Textseite:
****************
Kurz gesagt: Gefällt euch Raimis jüngste Comic-Verfilmung, stehen die Chancen gut, dass ihr auch mit seinem ersten Superhelden-Abenteuer voll auf eure Kosten kommt.
Das ist "Darkman"
„Darkman“ unterscheidet sich maßgeblich von klassischen Superheldenfilmen – ganz egal ob nun „Avengers“, „Superman“ oder „Sin City“. Denn der sogenannte „Mann mit der Gesichtsmaske“ entspringt nicht etwa einem berühmten Comic, sondern einer Kurzgeschichte Raimis, die er in jungen Jahren als Hommage an die legendären Universal-Horrorfilme aus den 1930ern wie „Frankenstein“, „Dracula“ oder „Der Unsichtbare“ schrieb.
****************
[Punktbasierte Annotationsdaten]
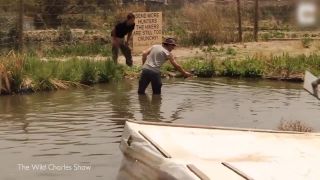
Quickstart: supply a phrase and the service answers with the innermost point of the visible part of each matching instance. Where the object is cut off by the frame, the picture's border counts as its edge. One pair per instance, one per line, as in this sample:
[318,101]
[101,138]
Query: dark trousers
[126,51]
[148,76]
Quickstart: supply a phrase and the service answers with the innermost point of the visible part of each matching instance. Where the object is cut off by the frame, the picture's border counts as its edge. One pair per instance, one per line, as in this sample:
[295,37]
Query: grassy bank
[29,73]
[283,67]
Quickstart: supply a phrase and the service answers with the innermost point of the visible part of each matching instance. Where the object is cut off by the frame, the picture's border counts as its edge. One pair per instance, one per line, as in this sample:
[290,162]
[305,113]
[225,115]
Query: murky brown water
[83,127]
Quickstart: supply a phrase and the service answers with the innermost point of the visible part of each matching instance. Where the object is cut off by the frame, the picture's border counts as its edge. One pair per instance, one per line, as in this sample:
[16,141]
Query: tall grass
[294,126]
[277,67]
[204,24]
[18,73]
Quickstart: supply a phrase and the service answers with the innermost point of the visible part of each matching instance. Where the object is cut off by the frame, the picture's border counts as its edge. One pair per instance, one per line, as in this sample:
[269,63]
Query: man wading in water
[152,60]
[119,31]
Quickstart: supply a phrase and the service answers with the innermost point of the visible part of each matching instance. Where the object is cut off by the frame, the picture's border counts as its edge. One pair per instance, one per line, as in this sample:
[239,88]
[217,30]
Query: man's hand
[115,41]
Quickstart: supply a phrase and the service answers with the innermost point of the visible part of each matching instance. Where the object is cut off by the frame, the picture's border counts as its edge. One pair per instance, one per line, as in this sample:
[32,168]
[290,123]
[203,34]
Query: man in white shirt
[152,60]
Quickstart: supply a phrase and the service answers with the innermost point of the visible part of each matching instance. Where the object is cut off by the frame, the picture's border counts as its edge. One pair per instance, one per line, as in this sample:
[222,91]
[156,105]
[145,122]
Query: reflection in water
[120,102]
[84,126]
[150,108]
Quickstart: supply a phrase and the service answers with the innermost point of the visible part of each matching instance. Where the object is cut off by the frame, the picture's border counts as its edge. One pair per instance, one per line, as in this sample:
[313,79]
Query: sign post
[148,30]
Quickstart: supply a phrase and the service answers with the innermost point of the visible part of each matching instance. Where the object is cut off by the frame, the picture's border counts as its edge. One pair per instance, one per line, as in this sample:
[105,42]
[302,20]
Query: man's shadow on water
[150,108]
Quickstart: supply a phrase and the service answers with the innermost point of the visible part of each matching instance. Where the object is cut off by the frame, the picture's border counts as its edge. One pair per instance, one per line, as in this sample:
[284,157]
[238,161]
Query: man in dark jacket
[118,41]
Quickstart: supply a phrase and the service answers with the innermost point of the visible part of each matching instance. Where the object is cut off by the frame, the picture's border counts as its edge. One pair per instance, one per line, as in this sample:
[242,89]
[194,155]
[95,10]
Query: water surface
[84,126]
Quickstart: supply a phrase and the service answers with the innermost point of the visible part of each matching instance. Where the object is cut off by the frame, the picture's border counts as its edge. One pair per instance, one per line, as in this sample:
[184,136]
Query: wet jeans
[148,76]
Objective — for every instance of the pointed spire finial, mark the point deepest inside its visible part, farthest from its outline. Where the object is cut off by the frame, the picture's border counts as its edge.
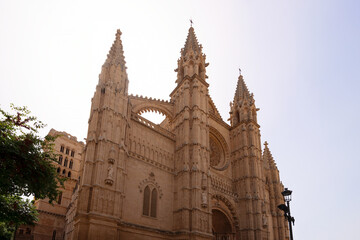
****************
Schriftliche Aufgabe 1:
Schreiben Sie aus dem Text über „Darkman“ die Passage von „Kurz gesagt: Gefällt“ bis „eure Kosten kommt.“ wortgetreu ab.
Schriftliche Aufgabe 2:
Wandeln Sie die Zeilen der Einträge vom Anfang bis einschließlich der Zeile mit „Query: dark trousers“ in eine Markdown-Tabelle mit den Spalten „Nr.“ und „Zeile“ um. Lassen Sie dabei Leerzeilen und Bilder weg.
Der Text und die Einträge sind voneinander unabhängiges Material.

Richtige Antwort 1:
Kurz gesagt: Gefällt euch Raimis jüngste Comic-Verfilmung, stehen die Chancen gut, dass ihr auch mit seinem ersten Superhelden-Abenteuer voll auf eure Kosten kommt.

Richtige Antwort 2:
| Nr. | Zeile |
|---|---|
| 1 | Quickstart: supply a phrase and the service answers with the innermost point of the visible part of each matching instance. Where the object is cut off by the frame, the picture's border counts as its edge. One pair per instance, one per line, as in this sample: |
| 2 | [318,101] |
| 3 | [101,138] |
| 4 | Query: dark trousers |